*BRANO FORNITO:*
╔══

Le femmine puntigliose non solo fabbricano per se stesse dei mali che non vi dovrebbono essere al Mondo, ma vogliono dei pregiudizi loro fare anche agli Uomini sentir il peso. Eredi in ciò funestissime della prima Madre, tutti gli amari pomi voglion dividerli con noi meschini; e prevalendosi del sopravvento, che loro la debolezza nostra concede, ci rendono ministri della loro ambizione. Ogni picciolo moto scompone ed agita la loro macchina delicata; arrendevoli ad ogni urto della passione, conoscono che per se stesse non hanno bastante forza per vendicarsi, ricorrono all’Uomo, l’interessano ne’ loro vani puntigli e gli avvelenano il cuore.

╚══

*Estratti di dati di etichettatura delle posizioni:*
╔══

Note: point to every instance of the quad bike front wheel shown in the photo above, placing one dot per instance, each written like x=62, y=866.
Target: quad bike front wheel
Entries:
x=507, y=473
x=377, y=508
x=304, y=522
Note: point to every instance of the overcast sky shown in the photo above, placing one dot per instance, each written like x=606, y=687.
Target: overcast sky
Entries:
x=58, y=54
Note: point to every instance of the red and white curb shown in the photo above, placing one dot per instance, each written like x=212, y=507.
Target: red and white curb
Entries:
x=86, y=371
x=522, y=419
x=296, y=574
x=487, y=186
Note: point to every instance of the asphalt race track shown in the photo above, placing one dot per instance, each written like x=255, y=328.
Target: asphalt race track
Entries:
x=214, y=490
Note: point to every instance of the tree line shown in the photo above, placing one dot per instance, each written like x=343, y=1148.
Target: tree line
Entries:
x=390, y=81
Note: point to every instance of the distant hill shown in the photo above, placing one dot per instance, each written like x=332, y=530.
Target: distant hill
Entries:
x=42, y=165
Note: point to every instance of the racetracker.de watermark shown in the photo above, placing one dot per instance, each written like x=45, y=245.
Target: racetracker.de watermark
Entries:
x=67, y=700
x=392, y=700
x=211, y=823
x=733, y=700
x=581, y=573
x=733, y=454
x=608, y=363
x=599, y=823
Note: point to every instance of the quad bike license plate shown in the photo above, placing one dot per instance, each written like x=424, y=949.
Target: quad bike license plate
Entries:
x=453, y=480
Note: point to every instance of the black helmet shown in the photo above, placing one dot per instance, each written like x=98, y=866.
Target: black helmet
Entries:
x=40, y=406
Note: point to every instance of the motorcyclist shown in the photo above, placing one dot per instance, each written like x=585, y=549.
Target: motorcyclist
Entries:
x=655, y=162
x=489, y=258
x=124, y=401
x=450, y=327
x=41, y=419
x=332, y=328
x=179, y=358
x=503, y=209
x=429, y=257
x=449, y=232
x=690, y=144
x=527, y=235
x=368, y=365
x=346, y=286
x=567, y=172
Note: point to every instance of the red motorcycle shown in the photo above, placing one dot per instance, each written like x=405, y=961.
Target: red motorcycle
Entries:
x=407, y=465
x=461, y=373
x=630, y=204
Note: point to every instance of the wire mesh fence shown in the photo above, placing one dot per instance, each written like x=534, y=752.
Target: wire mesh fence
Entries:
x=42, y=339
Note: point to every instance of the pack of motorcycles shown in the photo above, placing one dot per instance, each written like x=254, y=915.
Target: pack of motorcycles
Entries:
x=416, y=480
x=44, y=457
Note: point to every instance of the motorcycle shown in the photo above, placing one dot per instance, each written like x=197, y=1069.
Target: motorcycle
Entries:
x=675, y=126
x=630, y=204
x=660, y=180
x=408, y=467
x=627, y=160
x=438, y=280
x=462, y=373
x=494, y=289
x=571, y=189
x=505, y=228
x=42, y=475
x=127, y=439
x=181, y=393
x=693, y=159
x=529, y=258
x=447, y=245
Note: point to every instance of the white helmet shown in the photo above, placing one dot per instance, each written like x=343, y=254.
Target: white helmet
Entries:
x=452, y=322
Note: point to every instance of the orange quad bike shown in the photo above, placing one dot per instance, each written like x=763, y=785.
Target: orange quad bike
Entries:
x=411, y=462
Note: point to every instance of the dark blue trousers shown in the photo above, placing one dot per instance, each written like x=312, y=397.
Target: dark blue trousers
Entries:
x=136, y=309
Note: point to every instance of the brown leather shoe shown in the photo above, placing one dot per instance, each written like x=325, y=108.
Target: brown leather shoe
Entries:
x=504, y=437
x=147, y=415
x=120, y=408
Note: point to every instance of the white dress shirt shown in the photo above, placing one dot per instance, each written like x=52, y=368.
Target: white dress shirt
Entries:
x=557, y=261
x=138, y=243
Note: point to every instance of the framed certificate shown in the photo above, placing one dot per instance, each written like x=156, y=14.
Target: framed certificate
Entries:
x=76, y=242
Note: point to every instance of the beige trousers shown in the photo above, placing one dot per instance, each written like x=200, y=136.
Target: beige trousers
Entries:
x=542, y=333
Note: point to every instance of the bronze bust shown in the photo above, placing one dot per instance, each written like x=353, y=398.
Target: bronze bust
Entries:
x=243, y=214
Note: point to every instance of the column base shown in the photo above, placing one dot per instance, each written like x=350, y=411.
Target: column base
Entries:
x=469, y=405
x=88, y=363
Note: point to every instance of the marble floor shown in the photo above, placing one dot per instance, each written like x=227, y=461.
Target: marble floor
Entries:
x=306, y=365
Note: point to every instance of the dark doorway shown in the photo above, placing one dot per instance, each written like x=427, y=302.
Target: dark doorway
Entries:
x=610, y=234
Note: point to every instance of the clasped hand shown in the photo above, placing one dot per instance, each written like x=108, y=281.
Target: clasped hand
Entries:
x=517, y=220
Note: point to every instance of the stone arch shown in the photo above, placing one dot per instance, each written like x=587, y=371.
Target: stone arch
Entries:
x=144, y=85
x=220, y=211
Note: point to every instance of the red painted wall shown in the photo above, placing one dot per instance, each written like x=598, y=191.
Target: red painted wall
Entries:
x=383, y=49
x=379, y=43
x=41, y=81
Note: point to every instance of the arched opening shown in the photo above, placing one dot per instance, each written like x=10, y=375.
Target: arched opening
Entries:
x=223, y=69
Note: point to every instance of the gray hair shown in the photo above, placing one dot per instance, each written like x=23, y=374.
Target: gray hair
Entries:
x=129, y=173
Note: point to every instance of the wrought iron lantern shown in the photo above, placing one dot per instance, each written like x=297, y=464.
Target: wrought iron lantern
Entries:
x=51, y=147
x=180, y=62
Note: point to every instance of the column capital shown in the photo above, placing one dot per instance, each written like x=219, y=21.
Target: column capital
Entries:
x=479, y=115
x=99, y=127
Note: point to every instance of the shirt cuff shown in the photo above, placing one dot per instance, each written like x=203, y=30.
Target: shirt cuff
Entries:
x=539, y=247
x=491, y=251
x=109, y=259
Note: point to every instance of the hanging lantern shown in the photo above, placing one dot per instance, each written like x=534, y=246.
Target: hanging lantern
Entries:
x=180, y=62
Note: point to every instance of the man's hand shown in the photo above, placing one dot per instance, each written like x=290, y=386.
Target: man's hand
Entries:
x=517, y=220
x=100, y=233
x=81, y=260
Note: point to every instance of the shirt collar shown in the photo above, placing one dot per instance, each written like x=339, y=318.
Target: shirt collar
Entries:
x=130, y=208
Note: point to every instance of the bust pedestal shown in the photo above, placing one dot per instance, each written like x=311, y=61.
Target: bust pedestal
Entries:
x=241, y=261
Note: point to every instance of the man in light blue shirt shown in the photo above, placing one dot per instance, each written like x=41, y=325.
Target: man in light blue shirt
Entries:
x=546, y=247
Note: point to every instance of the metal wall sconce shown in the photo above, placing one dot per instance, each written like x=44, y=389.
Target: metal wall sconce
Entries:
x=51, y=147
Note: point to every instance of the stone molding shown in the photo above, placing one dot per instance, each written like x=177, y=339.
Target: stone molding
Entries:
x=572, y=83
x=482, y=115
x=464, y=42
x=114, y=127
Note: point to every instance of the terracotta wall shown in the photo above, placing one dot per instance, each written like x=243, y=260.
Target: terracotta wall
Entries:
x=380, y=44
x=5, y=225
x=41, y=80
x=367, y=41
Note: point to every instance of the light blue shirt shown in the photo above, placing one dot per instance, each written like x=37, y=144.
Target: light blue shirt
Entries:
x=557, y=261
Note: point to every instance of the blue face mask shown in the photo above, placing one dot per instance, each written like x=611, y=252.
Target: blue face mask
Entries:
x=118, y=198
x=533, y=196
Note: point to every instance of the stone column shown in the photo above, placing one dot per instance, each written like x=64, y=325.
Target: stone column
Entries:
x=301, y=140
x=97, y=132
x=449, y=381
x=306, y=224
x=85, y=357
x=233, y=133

╚══

*ESERCIZI:*
1 - Per favore, ricopia dal brano fornito il tratto che va da "Le femmine puntigliose" fino a "avvelenano il cuore.".
2 - Riassumi il brano fornito in due frasi.

*RISULTATI:*
1 -
Le femmine puntigliose non solo fabbricano per se stesse dei mali che non vi dovrebbono essere al Mondo, ma vogliono dei pregiudizi loro fare anche agli Uomini sentir il peso. Eredi in ciò funestissime della prima Madre, tutti gli amari pomi voglion dividerli con noi meschini; e prevalendosi del sopravvento, che loro la debolezza nostra concede, ci rendono ministri della loro ambizione. Ogni picciolo moto scompone ed agita la loro macchina delicata; arrendevoli ad ogni urto della passione, conoscono che per se stesse non hanno bastante forza per vendicarsi, ricorrono all’Uomo, l’interessano ne’ loro vani puntigli e gli avvelenano il cuore.

2 - Le femmine puntigliose si creano mali che non dovrebbero esistere e vogliono farne sentire il peso anche agli uomini, approfittando della loro debolezza per renderli ministri della propria ambizione. Turbate da ogni piccolo moto e prive della forza per vendicarsi da sole, ricorrono all'uomo, lo coinvolgono nei loro vani puntigli e gli avvelenano il cuore.